▽
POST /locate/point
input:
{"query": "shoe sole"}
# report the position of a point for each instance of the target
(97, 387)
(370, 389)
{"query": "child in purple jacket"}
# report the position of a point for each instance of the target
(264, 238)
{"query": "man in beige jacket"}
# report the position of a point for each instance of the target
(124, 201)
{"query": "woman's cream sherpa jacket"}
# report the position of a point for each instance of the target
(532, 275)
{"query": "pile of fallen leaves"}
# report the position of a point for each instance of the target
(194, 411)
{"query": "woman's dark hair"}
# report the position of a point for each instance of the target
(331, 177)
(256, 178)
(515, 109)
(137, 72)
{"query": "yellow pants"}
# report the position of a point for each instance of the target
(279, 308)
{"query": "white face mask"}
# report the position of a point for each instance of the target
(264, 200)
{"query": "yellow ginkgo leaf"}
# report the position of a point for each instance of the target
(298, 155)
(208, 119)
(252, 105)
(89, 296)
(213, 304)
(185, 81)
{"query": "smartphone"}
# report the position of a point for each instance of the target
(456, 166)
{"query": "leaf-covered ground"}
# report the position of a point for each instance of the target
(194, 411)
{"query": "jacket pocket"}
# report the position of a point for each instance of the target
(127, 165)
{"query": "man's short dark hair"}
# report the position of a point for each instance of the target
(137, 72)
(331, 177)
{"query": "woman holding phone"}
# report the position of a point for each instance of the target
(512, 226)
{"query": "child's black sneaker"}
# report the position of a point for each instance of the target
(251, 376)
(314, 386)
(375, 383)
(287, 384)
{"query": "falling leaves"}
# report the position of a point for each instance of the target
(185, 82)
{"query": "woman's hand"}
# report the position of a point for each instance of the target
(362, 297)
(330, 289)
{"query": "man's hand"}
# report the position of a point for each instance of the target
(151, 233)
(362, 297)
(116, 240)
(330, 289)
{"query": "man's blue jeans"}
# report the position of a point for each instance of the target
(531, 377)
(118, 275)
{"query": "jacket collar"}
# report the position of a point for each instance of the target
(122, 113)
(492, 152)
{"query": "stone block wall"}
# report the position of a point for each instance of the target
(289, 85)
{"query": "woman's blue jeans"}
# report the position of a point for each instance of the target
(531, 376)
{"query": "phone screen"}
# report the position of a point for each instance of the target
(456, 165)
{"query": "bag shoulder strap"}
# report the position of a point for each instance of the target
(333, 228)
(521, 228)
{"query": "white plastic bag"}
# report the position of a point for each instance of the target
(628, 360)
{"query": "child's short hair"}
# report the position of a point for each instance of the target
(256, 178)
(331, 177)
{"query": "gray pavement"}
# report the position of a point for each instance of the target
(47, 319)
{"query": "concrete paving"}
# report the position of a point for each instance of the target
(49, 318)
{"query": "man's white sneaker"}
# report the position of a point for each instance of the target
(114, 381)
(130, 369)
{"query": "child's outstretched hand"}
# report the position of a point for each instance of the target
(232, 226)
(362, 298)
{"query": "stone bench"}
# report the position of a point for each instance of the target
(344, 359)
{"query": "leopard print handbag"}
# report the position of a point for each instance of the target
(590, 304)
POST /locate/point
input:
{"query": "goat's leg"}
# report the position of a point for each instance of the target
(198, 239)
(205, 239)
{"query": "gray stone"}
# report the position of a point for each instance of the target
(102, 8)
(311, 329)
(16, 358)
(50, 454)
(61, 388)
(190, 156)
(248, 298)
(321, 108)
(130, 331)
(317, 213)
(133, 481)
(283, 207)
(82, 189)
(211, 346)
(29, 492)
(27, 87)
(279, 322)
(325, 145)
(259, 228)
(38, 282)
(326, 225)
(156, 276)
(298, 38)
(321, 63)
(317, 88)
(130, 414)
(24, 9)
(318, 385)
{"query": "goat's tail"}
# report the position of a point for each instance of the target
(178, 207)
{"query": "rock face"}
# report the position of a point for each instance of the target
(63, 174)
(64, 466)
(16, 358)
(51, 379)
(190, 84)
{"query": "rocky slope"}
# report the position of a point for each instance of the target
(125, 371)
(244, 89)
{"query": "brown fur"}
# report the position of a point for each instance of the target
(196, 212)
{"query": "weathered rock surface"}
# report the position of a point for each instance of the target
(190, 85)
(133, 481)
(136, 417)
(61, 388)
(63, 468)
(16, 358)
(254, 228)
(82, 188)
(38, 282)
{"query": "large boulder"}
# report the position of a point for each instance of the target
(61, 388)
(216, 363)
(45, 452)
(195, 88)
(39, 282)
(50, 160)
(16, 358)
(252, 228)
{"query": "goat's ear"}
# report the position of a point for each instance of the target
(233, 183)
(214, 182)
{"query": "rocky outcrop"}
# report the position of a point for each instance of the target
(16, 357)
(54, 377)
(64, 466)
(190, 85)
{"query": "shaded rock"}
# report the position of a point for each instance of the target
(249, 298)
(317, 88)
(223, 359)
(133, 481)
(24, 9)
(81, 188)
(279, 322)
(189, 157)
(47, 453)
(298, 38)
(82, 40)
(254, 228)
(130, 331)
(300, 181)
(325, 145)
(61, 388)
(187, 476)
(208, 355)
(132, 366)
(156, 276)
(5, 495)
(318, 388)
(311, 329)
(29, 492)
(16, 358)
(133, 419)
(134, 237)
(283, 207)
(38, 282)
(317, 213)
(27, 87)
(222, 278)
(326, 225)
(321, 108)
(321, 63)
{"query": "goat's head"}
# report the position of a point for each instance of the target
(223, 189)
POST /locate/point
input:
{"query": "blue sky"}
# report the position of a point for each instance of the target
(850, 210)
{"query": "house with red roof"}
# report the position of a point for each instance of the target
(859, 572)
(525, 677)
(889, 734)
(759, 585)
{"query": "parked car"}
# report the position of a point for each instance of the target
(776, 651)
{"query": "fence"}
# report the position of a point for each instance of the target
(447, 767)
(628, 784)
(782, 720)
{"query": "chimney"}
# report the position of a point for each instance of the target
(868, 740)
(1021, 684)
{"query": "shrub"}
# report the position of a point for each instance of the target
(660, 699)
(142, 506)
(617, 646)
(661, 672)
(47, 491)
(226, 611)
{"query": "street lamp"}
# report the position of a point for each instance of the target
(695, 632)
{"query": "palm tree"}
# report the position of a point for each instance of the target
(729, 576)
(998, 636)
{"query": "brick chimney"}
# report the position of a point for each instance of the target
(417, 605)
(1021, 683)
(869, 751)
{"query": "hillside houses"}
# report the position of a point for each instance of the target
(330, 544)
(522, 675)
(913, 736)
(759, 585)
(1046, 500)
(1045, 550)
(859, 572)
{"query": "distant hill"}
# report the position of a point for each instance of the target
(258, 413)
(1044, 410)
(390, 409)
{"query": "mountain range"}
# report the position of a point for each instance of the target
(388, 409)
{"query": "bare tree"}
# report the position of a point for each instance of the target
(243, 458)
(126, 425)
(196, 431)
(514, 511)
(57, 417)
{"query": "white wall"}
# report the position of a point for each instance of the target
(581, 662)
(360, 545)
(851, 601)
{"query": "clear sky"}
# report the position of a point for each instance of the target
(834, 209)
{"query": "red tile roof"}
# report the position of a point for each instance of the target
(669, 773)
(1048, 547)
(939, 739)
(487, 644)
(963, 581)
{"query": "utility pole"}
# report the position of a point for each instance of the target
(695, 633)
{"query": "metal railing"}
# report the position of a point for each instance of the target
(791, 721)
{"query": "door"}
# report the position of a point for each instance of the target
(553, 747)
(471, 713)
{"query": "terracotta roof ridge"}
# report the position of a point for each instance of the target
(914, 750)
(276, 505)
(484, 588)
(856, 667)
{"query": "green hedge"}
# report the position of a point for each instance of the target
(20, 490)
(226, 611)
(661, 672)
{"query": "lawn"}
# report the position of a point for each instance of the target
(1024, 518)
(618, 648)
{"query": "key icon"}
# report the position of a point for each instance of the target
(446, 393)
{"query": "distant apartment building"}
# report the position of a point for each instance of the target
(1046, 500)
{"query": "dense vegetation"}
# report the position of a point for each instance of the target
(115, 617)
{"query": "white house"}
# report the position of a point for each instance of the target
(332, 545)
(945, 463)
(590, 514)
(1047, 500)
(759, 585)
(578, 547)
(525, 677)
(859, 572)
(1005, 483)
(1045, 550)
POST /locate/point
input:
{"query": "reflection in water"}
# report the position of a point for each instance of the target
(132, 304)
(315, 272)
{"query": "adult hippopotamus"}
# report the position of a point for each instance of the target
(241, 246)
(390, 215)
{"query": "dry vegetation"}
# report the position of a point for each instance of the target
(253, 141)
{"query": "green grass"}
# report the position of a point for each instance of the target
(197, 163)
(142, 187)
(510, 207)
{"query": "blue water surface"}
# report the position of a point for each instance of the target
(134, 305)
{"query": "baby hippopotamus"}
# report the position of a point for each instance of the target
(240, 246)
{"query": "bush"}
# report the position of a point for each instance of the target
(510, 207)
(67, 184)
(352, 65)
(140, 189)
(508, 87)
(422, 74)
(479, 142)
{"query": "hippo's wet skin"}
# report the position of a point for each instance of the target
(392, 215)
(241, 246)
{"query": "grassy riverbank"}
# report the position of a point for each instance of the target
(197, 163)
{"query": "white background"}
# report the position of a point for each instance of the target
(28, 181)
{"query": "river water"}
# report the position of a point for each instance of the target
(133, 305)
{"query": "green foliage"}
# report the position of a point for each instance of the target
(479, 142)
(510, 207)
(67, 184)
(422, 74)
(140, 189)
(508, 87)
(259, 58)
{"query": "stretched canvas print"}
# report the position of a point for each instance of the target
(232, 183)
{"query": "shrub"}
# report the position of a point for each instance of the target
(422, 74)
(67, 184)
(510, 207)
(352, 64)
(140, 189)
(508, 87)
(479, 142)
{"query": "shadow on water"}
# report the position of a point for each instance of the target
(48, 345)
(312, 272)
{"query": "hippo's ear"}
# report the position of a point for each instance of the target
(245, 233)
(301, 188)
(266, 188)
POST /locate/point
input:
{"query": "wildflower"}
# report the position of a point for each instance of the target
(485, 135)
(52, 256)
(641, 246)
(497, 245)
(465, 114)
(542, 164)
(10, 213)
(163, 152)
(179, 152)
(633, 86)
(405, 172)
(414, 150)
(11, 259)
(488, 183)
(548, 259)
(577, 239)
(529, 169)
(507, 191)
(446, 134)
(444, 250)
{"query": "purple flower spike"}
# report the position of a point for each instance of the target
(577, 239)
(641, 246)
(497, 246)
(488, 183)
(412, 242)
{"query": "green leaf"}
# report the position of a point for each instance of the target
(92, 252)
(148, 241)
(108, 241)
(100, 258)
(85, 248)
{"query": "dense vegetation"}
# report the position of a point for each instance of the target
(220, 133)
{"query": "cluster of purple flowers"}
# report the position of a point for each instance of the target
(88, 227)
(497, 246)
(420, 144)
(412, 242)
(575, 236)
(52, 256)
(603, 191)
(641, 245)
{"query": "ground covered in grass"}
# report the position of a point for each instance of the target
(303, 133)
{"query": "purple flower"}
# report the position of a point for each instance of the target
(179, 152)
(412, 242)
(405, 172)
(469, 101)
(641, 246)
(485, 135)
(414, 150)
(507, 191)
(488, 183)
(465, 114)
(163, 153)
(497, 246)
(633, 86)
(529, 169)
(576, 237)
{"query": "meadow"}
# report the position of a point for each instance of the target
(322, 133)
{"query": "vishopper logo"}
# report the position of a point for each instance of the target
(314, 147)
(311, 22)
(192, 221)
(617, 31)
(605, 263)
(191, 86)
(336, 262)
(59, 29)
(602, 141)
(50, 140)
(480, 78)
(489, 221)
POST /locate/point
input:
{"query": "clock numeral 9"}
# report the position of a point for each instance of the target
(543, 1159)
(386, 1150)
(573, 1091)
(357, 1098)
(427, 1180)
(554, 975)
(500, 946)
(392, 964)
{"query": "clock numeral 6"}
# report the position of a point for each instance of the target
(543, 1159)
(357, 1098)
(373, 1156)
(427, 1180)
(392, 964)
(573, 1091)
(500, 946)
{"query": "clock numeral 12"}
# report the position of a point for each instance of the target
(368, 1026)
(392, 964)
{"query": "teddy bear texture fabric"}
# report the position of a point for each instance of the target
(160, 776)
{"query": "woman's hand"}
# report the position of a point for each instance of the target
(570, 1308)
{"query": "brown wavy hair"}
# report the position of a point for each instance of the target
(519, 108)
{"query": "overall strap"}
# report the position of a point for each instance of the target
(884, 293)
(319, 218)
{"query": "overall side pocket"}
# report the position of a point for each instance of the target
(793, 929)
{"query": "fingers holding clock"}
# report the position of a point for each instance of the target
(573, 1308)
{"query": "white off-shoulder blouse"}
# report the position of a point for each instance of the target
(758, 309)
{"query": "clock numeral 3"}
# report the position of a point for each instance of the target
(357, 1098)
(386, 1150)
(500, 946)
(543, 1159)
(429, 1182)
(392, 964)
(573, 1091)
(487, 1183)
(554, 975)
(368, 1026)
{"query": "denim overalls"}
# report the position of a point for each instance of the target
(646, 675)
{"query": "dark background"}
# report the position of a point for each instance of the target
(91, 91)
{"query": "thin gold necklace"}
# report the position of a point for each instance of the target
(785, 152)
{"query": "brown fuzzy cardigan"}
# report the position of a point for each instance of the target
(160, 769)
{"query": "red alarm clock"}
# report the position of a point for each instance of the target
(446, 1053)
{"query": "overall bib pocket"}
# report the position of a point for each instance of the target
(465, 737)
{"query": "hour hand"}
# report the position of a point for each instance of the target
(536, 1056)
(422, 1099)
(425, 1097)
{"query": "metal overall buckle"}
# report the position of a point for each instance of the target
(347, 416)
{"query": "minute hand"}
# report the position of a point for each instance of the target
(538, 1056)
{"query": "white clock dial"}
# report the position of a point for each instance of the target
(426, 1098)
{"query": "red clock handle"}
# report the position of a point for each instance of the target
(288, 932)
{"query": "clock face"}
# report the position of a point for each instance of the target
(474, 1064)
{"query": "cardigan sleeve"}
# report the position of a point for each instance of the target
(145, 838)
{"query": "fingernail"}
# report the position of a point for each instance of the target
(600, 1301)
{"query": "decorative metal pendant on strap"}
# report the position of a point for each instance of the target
△
**Exercise goal:** Starting with the line that contains "metal pendant on", repeat each line through the last one exactly as it appears. Include both ends and nothing more.

**Solved exercise:**
{"query": "decorative metal pendant on strap"}
# report the position of a point for each instance of the target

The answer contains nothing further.